BEGIN Source

# Carbon Monoxide Warning



## Gazeebo (Jan 23, 2015)

I have been having a few headaches which I do not usually suffer from, but didn't think anything about it and put it down to the weather.
The OH had mentioned that he was not sure about the boiler in the kitchen and wanted to get a carbon monoxide alarm, so off we went and bought one. Well, low and behold, I was having a shower this evening and the alarm went off.
Of course we are not happy, especially thinking back to the events in Greece a few years back when two children were killed by this poisoning.
Surely, people who rent out their properties are duty bound to fit such alarms themselves (carbon monoxide, fire etc.). Even if they aren't, human decency should make them provide these. To think that there were probably children in this villa over the summer does not bear thinking about.
So, a warning to all who rent or buy - get alarms and ensure such systems are properly serviced.
We will be speaking to the agent and landlady tomorrow.


----------



## Pesky Wesky (May 10, 2009)

Gazeebo said:


> I have been having a few headaches which I do not usually suffer from, but didn't think anything about it and put it down to the weather.
> The OH had mentioned that he was not sure about the boiler in the kitchen and wanted to get a carbon monoxide alarm, so off we went and bought one. Well, low and behold, I was having a shower this evening and the alarm went off.
> Of course we are not happy, especially thinking back to the events in Greece a few years back when two children were killed by this poisoning.
> Surely, people who rent out their properties are duty bound to fit such alarms themselves (carbon monoxide, fire etc.). Even if they aren't, human decency should make them provide these. To think that there were probably children in this villa over the summer does not bear thinking about.
> ...


There is no obligation for people in Spain to do anything about carbon monoxide. It!s a little known problem here. Not all countries move at the same pace with these things. I do agree with you though that people should be aware of these things. Today, by coincidence I was looking at a mono detector at my sisters here in the UK àfternoon was thinking it would be a good idea to get one to take back with me!


----------



## thrax (Nov 13, 2008)

When we had a new gas water heater installed, because of the very real dangers of carbon monoxide poisoning, we had it installed outside. We also use a gas heater and obviously that operates inside. So we bought a monitor which, so far, hasn't gone off...


----------



## Alcalaina (Aug 6, 2010)

I thought that by law all gas fittings have to be inspected and repaired if necessary every five years? Though many people don't bother and of course a lot can go wrong in five years. I do remember a TV ad campaign a couple of years ago about the danger of CO poisoning.


----------



## Alcalaina (Aug 6, 2010)

END Source
BEGIN Extracted entries

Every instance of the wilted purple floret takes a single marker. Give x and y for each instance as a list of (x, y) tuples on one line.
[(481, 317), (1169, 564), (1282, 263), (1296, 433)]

END Extracted entries
BEGIN Extracted entries

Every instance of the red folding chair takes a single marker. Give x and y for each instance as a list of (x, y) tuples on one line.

END Extracted entries

From the carbon monoxide thread, write out word for word the passage starting with "I thought that" and going on through "of CO poisoning.".

**Output of the exercise**
I thought that by law all gas fittings have to be inspected and repaired if necessary every five years? Though many people don't bother and of course a lot can go wrong in five years. I do remember a TV ad campaign a couple of years ago about the danger of CO poisoning.